## EXTRACTED ENTRIES
● ● ● ●

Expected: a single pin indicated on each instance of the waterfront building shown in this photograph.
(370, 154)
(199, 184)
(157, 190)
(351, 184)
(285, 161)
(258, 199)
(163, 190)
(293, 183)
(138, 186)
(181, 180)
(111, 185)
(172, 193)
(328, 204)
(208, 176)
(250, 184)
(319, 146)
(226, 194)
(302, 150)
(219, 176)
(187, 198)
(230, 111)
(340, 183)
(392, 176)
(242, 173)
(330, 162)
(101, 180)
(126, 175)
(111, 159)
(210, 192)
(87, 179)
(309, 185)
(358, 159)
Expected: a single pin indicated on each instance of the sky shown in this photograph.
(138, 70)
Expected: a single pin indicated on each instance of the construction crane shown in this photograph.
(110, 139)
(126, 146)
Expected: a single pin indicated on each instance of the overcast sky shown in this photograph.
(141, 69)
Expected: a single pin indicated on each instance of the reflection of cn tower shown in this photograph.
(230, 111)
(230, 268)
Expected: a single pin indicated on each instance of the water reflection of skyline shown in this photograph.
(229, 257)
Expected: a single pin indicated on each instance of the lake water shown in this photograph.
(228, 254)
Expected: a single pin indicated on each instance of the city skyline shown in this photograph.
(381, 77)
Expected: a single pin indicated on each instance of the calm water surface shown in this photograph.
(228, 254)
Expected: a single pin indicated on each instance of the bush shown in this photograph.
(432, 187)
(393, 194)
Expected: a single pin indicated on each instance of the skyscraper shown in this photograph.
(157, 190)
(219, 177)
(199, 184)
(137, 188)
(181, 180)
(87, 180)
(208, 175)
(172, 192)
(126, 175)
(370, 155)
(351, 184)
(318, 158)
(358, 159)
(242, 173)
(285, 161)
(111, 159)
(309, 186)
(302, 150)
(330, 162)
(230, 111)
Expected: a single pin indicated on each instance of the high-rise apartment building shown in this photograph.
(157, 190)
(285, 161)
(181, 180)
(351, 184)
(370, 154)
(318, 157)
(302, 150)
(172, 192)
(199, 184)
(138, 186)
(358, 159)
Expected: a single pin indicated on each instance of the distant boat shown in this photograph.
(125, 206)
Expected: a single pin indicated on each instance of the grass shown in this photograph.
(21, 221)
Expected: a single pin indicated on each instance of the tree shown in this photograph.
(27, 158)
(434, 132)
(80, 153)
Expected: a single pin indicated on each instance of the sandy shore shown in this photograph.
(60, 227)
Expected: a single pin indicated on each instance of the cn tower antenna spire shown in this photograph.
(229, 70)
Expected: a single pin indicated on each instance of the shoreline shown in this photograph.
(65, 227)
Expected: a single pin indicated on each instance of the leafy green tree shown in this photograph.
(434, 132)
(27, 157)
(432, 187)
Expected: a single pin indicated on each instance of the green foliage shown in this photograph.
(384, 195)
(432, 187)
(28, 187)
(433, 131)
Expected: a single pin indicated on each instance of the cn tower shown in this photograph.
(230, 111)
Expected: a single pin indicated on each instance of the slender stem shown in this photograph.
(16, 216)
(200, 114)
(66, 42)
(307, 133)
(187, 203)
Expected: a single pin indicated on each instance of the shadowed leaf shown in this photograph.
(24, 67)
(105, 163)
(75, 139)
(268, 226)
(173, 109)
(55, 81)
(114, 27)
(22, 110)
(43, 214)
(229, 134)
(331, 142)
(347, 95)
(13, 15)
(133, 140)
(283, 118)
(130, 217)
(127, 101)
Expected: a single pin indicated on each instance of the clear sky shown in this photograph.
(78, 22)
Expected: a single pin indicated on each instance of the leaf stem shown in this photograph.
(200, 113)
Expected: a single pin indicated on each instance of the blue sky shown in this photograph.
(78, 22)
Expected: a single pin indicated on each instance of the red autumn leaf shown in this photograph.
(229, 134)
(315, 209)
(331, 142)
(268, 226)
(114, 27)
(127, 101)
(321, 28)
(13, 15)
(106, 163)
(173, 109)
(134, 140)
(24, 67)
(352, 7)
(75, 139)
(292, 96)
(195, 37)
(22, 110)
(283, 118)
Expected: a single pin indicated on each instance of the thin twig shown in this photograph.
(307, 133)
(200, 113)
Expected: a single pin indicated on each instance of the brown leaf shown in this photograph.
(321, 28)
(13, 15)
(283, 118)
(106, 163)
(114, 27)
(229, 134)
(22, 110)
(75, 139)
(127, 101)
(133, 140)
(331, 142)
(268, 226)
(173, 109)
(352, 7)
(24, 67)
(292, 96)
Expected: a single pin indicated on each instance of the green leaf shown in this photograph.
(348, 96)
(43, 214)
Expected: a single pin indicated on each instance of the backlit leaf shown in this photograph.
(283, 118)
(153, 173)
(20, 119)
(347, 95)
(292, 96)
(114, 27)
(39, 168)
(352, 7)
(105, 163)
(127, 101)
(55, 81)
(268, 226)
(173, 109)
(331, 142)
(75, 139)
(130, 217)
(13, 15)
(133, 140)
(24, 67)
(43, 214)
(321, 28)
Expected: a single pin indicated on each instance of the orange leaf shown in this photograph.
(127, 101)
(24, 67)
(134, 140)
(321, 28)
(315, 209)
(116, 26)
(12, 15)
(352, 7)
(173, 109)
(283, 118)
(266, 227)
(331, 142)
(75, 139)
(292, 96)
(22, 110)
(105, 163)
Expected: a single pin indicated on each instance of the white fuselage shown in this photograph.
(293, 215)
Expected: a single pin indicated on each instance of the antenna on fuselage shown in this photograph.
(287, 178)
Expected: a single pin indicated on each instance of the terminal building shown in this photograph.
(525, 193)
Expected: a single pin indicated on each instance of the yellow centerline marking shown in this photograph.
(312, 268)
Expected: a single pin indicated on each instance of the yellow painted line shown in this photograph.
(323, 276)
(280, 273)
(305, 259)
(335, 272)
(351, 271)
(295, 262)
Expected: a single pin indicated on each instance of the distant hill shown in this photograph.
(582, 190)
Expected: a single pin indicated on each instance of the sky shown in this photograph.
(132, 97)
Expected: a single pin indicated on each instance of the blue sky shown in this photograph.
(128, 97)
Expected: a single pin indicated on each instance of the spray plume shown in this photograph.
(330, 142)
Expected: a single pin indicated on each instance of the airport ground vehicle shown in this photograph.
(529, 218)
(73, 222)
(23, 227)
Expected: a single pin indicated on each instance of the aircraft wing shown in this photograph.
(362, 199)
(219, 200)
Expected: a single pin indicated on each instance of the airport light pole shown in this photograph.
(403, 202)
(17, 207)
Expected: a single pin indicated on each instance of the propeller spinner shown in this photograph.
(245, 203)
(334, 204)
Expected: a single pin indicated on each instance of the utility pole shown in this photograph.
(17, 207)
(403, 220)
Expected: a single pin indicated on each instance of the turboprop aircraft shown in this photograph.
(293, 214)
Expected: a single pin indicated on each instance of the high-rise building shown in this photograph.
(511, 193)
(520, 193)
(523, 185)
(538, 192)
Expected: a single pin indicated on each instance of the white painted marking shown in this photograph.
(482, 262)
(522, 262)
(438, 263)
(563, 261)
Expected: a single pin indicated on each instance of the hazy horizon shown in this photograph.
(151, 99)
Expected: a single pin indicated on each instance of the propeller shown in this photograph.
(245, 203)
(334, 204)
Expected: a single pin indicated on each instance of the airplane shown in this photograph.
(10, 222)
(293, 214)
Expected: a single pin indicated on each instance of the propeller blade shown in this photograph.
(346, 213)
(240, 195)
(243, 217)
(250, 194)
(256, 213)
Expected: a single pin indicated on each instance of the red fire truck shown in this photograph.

● ● ● ●

Switch "single pin" to "single marker" everywhere it occurs in the data, and leave every other part of the data unchanged.

## RESULT
Expected: a single marker indicated on each instance of the waterfront building shown in this photograph.
(370, 154)
(199, 184)
(157, 190)
(351, 184)
(285, 161)
(258, 199)
(163, 190)
(293, 183)
(138, 186)
(181, 180)
(111, 185)
(172, 193)
(328, 204)
(208, 176)
(250, 184)
(319, 146)
(226, 194)
(302, 150)
(219, 176)
(187, 198)
(230, 111)
(340, 183)
(392, 176)
(242, 173)
(330, 162)
(101, 180)
(126, 175)
(111, 159)
(210, 192)
(87, 179)
(309, 185)
(358, 159)
Expected: a single marker indicated on each instance of the sky shown in this photograph.
(138, 70)
Expected: a single marker indicated on each instance of the construction crane shown in this photograph.
(110, 139)
(126, 146)
Expected: a single marker indicated on each instance of the overcast sky shown in this photograph.
(141, 69)
Expected: a single marker indicated on each instance of the reflection of cn tower shown in this photograph.
(230, 111)
(230, 268)
Expected: a single marker indicated on each instance of the water reflection of skyline shown in this photograph.
(229, 257)
Expected: a single marker indicated on each instance of the lake water shown in this photograph.
(228, 254)
Expected: a single marker indicated on each instance of the city skyline shown in this photograph.
(381, 77)
Expected: a single marker indicated on each instance of the calm water surface shown in this photograph.
(228, 254)
Expected: a single marker indicated on each instance of the bush shown in this photograph.
(432, 187)
(393, 194)
Expected: a single marker indicated on each instance of the skyscraper shown in this photograph.
(157, 190)
(219, 177)
(199, 184)
(137, 188)
(181, 180)
(87, 180)
(208, 175)
(172, 192)
(126, 175)
(370, 155)
(351, 184)
(318, 158)
(358, 159)
(242, 173)
(285, 161)
(111, 159)
(309, 186)
(302, 150)
(330, 162)
(230, 111)
Expected: a single marker indicated on each instance of the high-rise apartment building shown in this photograph.
(157, 190)
(285, 161)
(181, 180)
(351, 184)
(370, 154)
(318, 157)
(302, 150)
(172, 192)
(199, 184)
(138, 186)
(358, 159)
Expected: a single marker indicated on each instance of the distant boat shown in this photograph.
(125, 206)
Expected: a single marker indicated on each instance of the grass shown in this photograph.
(21, 221)
Expected: a single marker indicated on each instance of the tree shown in this photograph.
(27, 158)
(434, 132)
(80, 153)
Expected: a single marker indicated on each instance of the sandy shore shown in this photograph.
(60, 227)
Expected: a single marker indicated on each instance of the cn tower antenna spire shown in this photograph.
(229, 70)
Expected: a single marker indicated on each instance of the shoreline shown in this photograph.
(65, 227)
Expected: a single marker indicated on each instance of the leafy green tree shown in this photograph.
(434, 132)
(27, 157)
(432, 187)
Expected: a single marker indicated on each instance of the green foliage shown in this photograph.
(384, 195)
(432, 187)
(28, 187)
(433, 131)
Expected: a single marker indicated on each instance of the cn tower shown in this photograph.
(230, 111)
Expected: a single marker indicated on each instance of the slender stem shown in this photograph.
(16, 216)
(200, 114)
(66, 42)
(307, 133)
(187, 203)
Expected: a single marker indicated on each instance of the shadowed leaf shown in this photograph.
(24, 67)
(105, 163)
(75, 139)
(268, 226)
(173, 109)
(55, 81)
(114, 27)
(22, 110)
(43, 214)
(229, 134)
(331, 142)
(347, 95)
(13, 15)
(133, 140)
(283, 118)
(130, 217)
(127, 101)
Expected: a single marker indicated on each instance of the clear sky shown in this photograph.
(78, 22)
Expected: a single marker indicated on each instance of the leaf stem shown in this photograph.
(200, 113)
Expected: a single marker indicated on each instance of the blue sky shown in this photograph.
(78, 22)
Expected: a single marker indicated on each instance of the red autumn leaf shown in this photograph.
(229, 134)
(315, 209)
(331, 142)
(268, 226)
(114, 27)
(127, 101)
(321, 28)
(13, 15)
(106, 163)
(173, 109)
(134, 140)
(24, 67)
(352, 7)
(75, 139)
(292, 96)
(195, 37)
(22, 110)
(283, 118)
Expected: a single marker indicated on each instance of the thin twig shown in this photograph.
(307, 133)
(200, 113)
Expected: a single marker indicated on each instance of the brown leaf shown in this photograph.
(321, 28)
(13, 15)
(283, 118)
(106, 163)
(114, 27)
(229, 134)
(22, 110)
(75, 139)
(127, 101)
(133, 140)
(331, 142)
(268, 226)
(173, 109)
(352, 7)
(24, 67)
(292, 96)
Expected: a single marker indicated on each instance of the green leaf shown in this photograph.
(348, 96)
(43, 214)
Expected: a single marker indicated on each instance of the backlit leaf shown in this photograph.
(283, 118)
(153, 173)
(20, 119)
(347, 95)
(292, 96)
(114, 27)
(39, 168)
(352, 7)
(105, 163)
(127, 101)
(55, 81)
(268, 226)
(173, 109)
(331, 142)
(75, 139)
(130, 217)
(13, 15)
(133, 140)
(24, 67)
(43, 214)
(321, 28)
Expected: a single marker indicated on each instance of the orange leaf shown in this photograph.
(127, 101)
(24, 67)
(134, 140)
(321, 28)
(315, 209)
(116, 26)
(12, 15)
(352, 7)
(173, 109)
(283, 118)
(266, 227)
(331, 142)
(75, 139)
(292, 96)
(22, 110)
(105, 163)
Expected: a single marker indicated on each instance of the white fuselage shown in this photograph.
(293, 215)
Expected: a single marker indicated on each instance of the antenna on fuselage shown in this photograph.
(287, 178)
Expected: a single marker indicated on each instance of the terminal building shown in this photograph.
(525, 193)
Expected: a single marker indicated on each instance of the yellow centerline marking shown in this photograph.
(312, 268)
Expected: a single marker indicated on each instance of the yellow painted line shown in this photograph.
(323, 276)
(280, 273)
(305, 259)
(335, 272)
(351, 271)
(295, 262)
Expected: a single marker indicated on each instance of the distant hill shown in this photograph.
(582, 190)
Expected: a single marker indicated on each instance of the sky shown in this photograph.
(132, 97)
Expected: a single marker indicated on each instance of the blue sky shown in this photograph.
(128, 97)
Expected: a single marker indicated on each instance of the spray plume shown in this photograph.
(330, 142)
Expected: a single marker indicated on each instance of the airport ground vehicle shown in this photograph.
(529, 218)
(73, 222)
(23, 227)
Expected: a single marker indicated on each instance of the aircraft wing shown in this photograph.
(362, 199)
(219, 200)
Expected: a single marker indicated on each instance of the airport light pole shown in this photograph.
(403, 202)
(17, 207)
Expected: a single marker indicated on each instance of the propeller spinner shown in this photograph.
(245, 203)
(334, 204)
Expected: a single marker indicated on each instance of the utility pole shown in this photograph.
(17, 207)
(403, 220)
Expected: a single marker indicated on each instance of the turboprop aircraft shown in this photograph.
(293, 214)
Expected: a single marker indicated on each instance of the high-rise building shown in this photograph.
(511, 193)
(520, 193)
(523, 185)
(538, 192)
Expected: a single marker indicated on each instance of the white painted marking shown in this photograph.
(482, 262)
(522, 262)
(438, 263)
(563, 261)
Expected: a single marker indicated on each instance of the hazy horizon shown in this photograph.
(151, 99)
Expected: a single marker indicated on each instance of the propeller shown in this photograph.
(245, 203)
(334, 204)
Expected: a single marker indicated on each instance of the airplane shown in this photograph.
(10, 222)
(293, 214)
Expected: a single marker indicated on each instance of the propeller blade shown in this photograph.
(346, 213)
(240, 195)
(243, 217)
(250, 194)
(256, 213)
Expected: a single marker indicated on each instance of the red fire truck shown in this photograph.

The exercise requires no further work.